**DATASET ENTRIES**
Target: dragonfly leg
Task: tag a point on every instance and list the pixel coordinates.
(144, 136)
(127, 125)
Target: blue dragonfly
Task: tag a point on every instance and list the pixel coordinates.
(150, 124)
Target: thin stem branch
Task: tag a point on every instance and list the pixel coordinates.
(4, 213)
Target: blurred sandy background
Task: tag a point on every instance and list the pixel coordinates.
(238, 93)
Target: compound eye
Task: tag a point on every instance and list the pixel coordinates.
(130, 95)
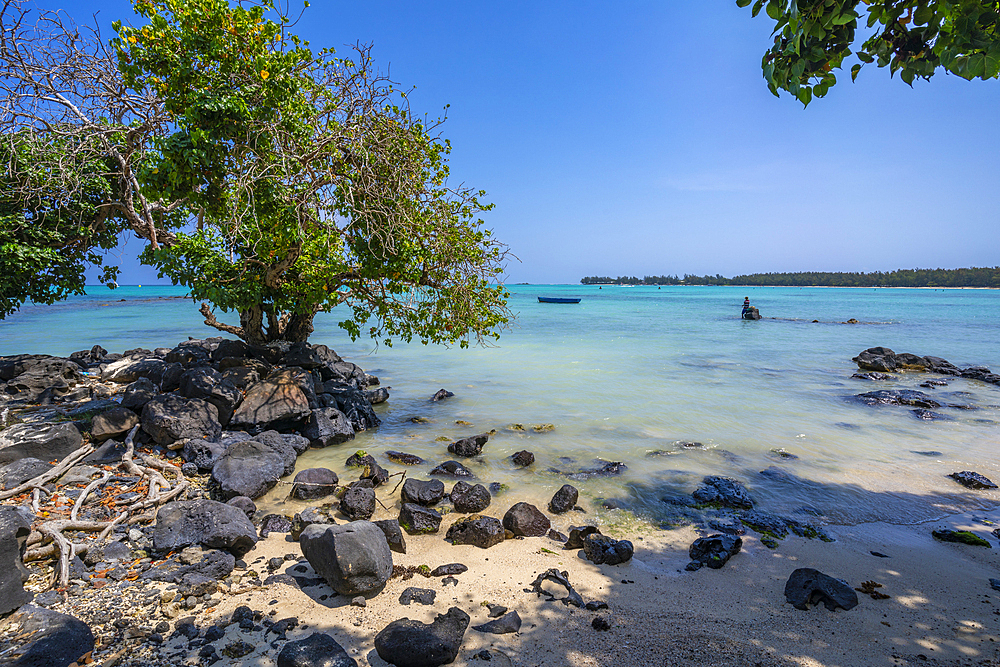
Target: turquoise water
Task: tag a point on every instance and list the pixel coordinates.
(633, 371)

---

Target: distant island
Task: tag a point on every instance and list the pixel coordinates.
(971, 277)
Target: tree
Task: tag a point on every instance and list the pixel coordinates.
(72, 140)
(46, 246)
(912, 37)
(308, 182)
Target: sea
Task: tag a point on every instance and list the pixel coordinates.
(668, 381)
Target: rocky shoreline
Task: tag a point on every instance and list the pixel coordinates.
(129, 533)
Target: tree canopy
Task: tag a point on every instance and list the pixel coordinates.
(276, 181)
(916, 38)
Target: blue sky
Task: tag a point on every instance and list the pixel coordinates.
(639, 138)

**THE TASK**
Identify each line in the records above that contains the string "Target", and copy those lines out in full.

**EXERCISE ANSWER**
Target: dragonfly leg
Target: blue dragonfly
Target: thin stem branch
Target: blurred sandy background
Target: compound eye
Target: turquoise water
Target: distant island
Target: tree
Target: sea
Target: rocky shoreline
Target: tree canopy
Target: blue sky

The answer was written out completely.